Hoy me han preguntado por la Plaza Ramón y Cajal, si me gustaba, cómo había quedado .
Lo primero que he recordado es aquél profesor que preguntó a un alumno que le hablara del amoniaco el alumno sin pensarlo respondió: “es un líquido incoloro, insípido y que huele bien”, el profesor un tanto perplejo sacó una botella que contenía el líquido y abriéndolo se lo tendió al alumno para que oliera su contenido, el alumno sin inmutarse contestó: “pues a mi me gusta”.
¡Pues bien!, a mi me pasa como a ese alumno, pero con la plaza, “a mi me gusta”.
Recientemente alguien me dijo que habían ido nueve personas a ver y analizar el monumento y las obras, todos coincidieron en que era poco menos que horrible, y ello me trae al pensamiento ese anuncio de un dentífrico que dice:” nueve de cada diez dentistas consideran que es el mejor”, ¿ y el que hace diez, qué opina?.
Llegados a este punto habrá que hacer alguna consideración, ¿gustaba la anterior plaza?, me da la impresión que era de esas que para las gentes caspolinas y visitantes pasaba desapercibida, es más me atrevería a decir que pocos conocían el significado de un monolito culminado por una forja con dos ángeles descabezados.
Y menos todavía que hubiera una inscripción dedicada a los “mártires de la cruzada”, ¡yo entre ellos!
La plaza en cuestión bajo la advocación civil de Santiago Ramón y Cajal, tenía una especie de añadido que nada tenía que ver con el insigne médico y premio Nobel, además se hacía bueno aquello de que los árboles no dejaban ver el bosque.
Pues bien, le llega el turno de “apañar” la plaza, y se opta por reproducir una maqueta de un artista caspolino, José Suñé, realizado en la década de los ochenta del siglo pasado, darle a la plaza el sentido que debía tener, recordar al insigne científico español, nada que objetar.

> _Datos de origen_:
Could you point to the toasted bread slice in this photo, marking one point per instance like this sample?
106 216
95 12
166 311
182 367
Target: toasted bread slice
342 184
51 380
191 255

> _Tareas propuestas_:
1: Enumera todas las características del amoniaco que da el alumno en su respuesta al profesor, según el texto sobre la Plaza Ramón y Cajal.
2: Reproduce del texto sobre la Plaza Ramón y Cajal el fragmento que empieza con "Hoy me han preguntado" y sigue hasta "diez, qué opina?.".

> _Soluciones_:
1:
- Es un líquido
- Incoloro
- Insípido
- Huele bien

2:
Hoy me han preguntado por la Plaza Ramón y Cajal, si me gustaba, cómo había quedado .
Lo primero que he recordado es aquél profesor que preguntó a un alumno que le hablara del amoniaco el alumno sin pensarlo respondió: “es un líquido incoloro, insípido y que huele bien”, el profesor un tanto perplejo sacó una botella que contenía el líquido y abriéndolo se lo tendió al alumno para que oliera su contenido, el alumno sin inmutarse contestó: “pues a mi me gusta”.
¡Pues bien!, a mi me pasa como a ese alumno, pero con la plaza, “a mi me gusta”.
Recientemente alguien me dijo que habían ido nueve personas a ver y analizar el monumento y las obras, todos coincidieron en que era poco menos que horrible, y ello me trae al pensamiento ese anuncio de un dentífrico que dice:” nueve de cada diez dentistas consideran que es el mejor”, ¿ y el que hace diez, qué opina?.